§ **ACTIVITY**: Wherever "wearing" appears in a line of the listing, that line should be returned.

§ **MATERIAL SUPPLIED**:

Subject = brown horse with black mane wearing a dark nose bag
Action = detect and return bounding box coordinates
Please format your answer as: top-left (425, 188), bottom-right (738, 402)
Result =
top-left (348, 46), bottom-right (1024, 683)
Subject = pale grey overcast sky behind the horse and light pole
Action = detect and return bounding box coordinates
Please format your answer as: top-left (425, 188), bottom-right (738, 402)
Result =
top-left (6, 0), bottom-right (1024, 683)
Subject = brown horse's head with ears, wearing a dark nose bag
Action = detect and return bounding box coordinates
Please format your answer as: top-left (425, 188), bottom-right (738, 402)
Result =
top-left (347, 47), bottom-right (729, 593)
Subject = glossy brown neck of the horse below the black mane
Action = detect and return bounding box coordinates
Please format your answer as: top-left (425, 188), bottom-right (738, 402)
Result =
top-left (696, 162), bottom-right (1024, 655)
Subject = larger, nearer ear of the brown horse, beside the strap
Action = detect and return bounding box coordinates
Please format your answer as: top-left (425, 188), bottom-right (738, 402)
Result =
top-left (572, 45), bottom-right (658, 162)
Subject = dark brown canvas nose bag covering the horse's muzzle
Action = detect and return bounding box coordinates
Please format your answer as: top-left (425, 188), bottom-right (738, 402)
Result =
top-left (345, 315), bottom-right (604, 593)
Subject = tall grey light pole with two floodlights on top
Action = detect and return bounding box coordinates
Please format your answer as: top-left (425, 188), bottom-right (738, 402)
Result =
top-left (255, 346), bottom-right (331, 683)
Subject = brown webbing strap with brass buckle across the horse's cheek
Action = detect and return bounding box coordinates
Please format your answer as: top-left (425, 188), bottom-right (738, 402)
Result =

...

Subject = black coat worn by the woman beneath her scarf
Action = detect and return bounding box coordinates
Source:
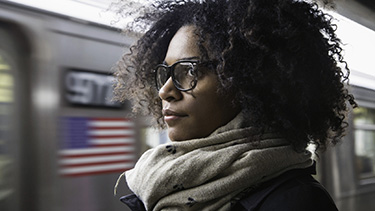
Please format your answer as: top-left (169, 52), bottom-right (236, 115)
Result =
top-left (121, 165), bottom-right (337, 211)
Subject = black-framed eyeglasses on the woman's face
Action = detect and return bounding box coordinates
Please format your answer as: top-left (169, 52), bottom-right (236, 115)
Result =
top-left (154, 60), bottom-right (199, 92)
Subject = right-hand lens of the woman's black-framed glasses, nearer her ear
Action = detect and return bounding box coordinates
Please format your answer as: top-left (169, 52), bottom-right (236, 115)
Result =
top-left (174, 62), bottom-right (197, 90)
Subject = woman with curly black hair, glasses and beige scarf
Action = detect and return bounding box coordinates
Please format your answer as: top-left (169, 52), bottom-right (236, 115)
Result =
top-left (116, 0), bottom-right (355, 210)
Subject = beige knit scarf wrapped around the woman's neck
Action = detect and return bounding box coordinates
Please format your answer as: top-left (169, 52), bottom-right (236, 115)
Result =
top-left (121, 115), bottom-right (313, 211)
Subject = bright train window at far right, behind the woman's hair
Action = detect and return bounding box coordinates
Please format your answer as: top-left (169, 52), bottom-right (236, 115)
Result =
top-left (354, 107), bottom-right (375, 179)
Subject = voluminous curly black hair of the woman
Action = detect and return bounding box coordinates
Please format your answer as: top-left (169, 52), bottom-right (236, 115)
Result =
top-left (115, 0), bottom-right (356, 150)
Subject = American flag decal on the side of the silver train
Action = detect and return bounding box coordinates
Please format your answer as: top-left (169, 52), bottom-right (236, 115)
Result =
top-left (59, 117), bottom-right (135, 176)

§ **OUTPUT OF THE TASK**:
Subject = brown horse with black mane wearing a dark nose bag
Subject = brown horse's head with ears, wearing a dark nose bag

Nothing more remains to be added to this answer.